> **Tâche 1**
Recopiez sans rien changer le passage de l'extrait consacré à Roger Pfund qui va de "L'artiste genevois a" jusqu'à "dans ce domaine.", ces deux bornes comprises.

> **Extrait**

=====

Roger Pfund, né à Berne en décembre 1943, est d'abord contrebassiste de jazz avant de se lancer dans le graphisme et dessiner le nouveau passeport suisse en 2003. Mais sa spécialité, ce sont les billets de banque.

En 1971, il gagne en outsider le concours lancé par la Banque nationale suisse (BNS) pour ses nouveaux billets, dont il réalisera finalement la série de réserve. Grâce à une nouvelle vision et ses incursions dans l'informatique, le graphiste fait entrer le papier valeur dans une nouvelle ère. La même année, il s'établit à Genève.

«Ambassadeur culturel d'un pays»

Roger Pfund gagne aussi les deux concours organisés en 1996 par l'Institut monétaire européen (IMA) pour réaliser les billets de l'Euro, mais jugé trop avant-gardiste, le projet est finalement attribué à l'Autrichien Robert Kalina.

L'artiste genevois a également réalisé la dernière série française de billets de banque avec notamment le Petit Prince de Saint-Exupéry, les nouveaux argentins à l'effigie d'Evita Peron.

«Le billet de banque doit être beau, coloré et doit raconter une histoire. Il est l'ambassadeur culturel d'un pays», avait-il expliqué en 2013 à l'occasion d'une grande exposition organisée au Musée d'art et d'histoire (MAH) de Genève.

Roger Pfund «était intarissable» sur la question des billets de banque et de leur sécurité, a rappelé dimanche le conseiller administratif genevois Sami Kanaan, interrogé par Keystone-ATS. Il était souvent consulté par les banques centrales dans ce domaine.

Artiste complet

Le magistrat genevois s'est dit touché par le décès d'un «grand artiste» et d'un «excellent artisan». Roger Pfund était quelqu'un de «très créatif», «très complet» et «extrêmement talentueux dans l'usage des différentes techniques», a-t-il dit.

En cinquante ans de carrière, Roger Pfund a en effet abordé tous les domaines, du graphisme à l'architecture en passant par le design et les papiers valeurs. Ses billets de banque, affiches et ouvrages véhiculent l'esprit de sa peinture. Elle nourrit tout ce qu'il entreprend et constitue son laboratoire de recherche.

=====

> **Entrées fournies**

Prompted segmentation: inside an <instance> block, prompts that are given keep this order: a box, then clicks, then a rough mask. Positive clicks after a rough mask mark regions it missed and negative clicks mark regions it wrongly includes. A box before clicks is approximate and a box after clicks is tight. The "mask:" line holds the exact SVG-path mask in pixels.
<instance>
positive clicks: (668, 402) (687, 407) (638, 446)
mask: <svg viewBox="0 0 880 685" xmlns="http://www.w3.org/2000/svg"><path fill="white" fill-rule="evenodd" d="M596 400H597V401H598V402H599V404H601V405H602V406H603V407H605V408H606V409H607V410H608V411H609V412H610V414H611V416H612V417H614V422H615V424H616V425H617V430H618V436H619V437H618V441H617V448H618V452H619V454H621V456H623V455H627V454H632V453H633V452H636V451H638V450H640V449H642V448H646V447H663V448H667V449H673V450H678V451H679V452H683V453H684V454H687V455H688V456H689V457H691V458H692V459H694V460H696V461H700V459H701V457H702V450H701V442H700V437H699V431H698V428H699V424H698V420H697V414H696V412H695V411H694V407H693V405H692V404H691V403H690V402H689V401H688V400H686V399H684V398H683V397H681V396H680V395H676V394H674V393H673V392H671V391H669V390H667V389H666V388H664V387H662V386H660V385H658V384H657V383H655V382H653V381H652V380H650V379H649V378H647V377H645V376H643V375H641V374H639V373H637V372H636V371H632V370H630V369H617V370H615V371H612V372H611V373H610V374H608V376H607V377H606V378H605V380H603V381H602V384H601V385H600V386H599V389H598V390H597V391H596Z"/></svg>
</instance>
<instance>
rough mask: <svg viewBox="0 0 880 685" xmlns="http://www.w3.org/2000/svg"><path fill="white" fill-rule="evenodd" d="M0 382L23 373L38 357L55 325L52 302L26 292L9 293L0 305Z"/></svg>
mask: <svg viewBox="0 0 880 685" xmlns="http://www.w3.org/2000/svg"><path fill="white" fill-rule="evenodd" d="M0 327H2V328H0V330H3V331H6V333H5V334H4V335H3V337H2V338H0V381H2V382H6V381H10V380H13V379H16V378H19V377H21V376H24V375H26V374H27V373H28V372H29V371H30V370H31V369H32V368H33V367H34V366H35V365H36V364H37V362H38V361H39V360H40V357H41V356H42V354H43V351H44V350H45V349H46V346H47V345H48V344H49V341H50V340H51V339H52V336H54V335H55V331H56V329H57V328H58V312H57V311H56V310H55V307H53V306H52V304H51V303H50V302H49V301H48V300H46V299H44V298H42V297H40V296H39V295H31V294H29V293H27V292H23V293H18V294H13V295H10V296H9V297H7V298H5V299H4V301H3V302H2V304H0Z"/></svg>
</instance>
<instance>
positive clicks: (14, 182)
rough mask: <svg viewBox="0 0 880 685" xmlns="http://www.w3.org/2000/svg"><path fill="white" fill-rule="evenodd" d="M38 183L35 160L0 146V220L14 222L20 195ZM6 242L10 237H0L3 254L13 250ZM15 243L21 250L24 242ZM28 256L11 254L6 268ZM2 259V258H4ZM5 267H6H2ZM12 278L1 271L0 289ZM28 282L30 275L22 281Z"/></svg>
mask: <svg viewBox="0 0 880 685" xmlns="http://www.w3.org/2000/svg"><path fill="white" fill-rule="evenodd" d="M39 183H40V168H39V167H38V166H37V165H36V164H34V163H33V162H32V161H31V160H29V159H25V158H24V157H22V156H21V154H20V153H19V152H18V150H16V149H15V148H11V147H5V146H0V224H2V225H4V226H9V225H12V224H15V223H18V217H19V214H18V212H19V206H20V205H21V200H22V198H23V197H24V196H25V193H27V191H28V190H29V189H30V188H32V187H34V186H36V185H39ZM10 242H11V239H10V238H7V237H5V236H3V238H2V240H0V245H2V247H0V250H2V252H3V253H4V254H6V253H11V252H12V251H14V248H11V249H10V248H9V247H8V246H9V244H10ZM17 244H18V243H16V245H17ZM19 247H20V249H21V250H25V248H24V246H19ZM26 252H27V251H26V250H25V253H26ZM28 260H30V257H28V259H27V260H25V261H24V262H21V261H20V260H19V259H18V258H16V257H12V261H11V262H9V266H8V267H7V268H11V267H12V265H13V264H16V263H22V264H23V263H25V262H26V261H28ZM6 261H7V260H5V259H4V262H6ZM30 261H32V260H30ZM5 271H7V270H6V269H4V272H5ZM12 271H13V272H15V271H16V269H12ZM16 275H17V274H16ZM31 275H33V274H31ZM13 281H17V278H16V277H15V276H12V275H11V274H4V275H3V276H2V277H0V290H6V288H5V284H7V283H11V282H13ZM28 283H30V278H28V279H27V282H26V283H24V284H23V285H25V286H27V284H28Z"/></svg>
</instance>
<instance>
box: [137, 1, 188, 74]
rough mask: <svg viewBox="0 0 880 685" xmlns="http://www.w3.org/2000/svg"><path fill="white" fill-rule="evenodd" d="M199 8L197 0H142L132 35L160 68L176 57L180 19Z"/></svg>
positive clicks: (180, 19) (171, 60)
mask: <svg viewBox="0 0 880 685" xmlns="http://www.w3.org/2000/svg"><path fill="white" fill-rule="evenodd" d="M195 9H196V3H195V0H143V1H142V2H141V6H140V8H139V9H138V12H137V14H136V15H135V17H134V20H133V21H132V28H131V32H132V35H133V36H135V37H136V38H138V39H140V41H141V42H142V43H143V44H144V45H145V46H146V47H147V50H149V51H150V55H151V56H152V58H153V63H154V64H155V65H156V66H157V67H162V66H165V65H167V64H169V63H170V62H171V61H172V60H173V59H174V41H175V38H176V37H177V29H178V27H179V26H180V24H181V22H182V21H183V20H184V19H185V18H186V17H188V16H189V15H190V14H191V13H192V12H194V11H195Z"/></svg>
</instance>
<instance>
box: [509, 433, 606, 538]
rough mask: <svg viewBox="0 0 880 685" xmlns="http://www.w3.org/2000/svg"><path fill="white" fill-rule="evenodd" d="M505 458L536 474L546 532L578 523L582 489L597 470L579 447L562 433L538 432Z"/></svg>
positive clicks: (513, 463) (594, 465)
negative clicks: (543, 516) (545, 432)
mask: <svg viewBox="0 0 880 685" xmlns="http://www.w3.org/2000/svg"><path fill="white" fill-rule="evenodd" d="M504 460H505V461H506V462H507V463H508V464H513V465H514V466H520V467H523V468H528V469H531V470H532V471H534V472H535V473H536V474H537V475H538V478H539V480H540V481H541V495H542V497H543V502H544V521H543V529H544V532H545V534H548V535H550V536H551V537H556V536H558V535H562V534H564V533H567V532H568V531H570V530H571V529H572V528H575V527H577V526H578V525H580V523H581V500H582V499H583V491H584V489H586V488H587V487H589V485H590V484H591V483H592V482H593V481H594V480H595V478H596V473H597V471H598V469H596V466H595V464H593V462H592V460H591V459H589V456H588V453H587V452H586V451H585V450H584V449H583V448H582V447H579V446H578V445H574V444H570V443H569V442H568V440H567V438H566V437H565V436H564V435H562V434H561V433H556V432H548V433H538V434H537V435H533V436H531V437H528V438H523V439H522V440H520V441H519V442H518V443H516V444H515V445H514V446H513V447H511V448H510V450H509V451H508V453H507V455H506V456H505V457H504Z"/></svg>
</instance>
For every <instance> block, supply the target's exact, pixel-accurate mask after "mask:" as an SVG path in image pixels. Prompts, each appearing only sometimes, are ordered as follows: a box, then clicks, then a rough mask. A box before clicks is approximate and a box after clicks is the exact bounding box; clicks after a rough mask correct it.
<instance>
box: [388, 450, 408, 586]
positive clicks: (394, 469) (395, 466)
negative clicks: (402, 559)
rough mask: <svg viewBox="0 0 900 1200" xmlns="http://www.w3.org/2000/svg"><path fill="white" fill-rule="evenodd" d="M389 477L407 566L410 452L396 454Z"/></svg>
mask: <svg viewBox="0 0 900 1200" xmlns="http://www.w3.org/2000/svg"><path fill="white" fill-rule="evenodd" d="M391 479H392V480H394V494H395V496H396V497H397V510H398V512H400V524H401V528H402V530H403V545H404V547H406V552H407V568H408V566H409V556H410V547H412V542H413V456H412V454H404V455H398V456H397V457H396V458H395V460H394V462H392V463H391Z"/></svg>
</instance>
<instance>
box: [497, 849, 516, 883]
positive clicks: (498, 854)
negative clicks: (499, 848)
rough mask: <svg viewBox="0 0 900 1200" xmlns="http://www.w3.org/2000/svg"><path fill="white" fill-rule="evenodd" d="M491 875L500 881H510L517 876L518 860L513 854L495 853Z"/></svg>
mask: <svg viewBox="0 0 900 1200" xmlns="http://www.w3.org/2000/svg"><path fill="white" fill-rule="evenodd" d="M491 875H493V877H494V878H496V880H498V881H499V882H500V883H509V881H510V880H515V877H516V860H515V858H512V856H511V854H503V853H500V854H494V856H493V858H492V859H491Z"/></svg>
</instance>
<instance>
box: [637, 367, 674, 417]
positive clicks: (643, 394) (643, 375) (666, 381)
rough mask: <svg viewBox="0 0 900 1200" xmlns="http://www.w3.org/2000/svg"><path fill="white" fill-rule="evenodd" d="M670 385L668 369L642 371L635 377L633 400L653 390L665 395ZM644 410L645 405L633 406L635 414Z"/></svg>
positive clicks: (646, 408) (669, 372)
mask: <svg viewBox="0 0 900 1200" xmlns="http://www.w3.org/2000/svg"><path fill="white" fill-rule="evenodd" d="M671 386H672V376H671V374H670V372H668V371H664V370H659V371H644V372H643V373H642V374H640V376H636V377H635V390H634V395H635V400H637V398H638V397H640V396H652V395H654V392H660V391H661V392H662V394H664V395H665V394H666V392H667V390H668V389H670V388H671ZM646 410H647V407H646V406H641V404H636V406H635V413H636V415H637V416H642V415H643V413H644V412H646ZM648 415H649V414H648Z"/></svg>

=====

> **Tâche 2**
Réécrivez sous forme de tableau Markdown les entrées fournies, depuis leur tout début jusqu'à la ligne contenant "positive clicks: (668, 402)", celle-ci comprise. Omettez les lignes vides et utilisez les colonnes « Numéro » pour le rang et « Ligne » pour la ligne.

> **Réponse rédigée 1**
L'artiste genevois a également réalisé la dernière série française de billets de banque avec notamment le Petit Prince de Saint-Exupéry, les nouveaux argentins à l'effigie d'Evita Peron.

«Le billet de banque doit être beau, coloré et doit raconter une histoire. Il est l'ambassadeur culturel d'un pays», avait-il expliqué en 2013 à l'occasion d'une grande exposition organisée au Musée d'art et d'histoire (MAH) de Genève.

Roger Pfund «était intarissable» sur la question des billets de banque et de leur sécurité, a rappelé dimanche le conseiller administratif genevois Sami Kanaan, interrogé par Keystone-ATS. Il était souvent consulté par les banques centrales dans ce domaine.

> **Réponse rédigée 2**
| Numéro | Ligne |
|---|---|
| 1 | Prompted segmentation: inside an <instance> block, prompts that are given keep this order: a box, then clicks, then a rough mask. Positive clicks after a rough mask mark regions it missed and negative clicks mark regions it wrongly includes. A box before clicks is approximate and a box after clicks is tight. The "mask:" line holds the exact SVG-path mask in pixels. |
| 2 | <instance> |
| 3 | positive clicks: (668, 402) (687, 407) (638, 446) |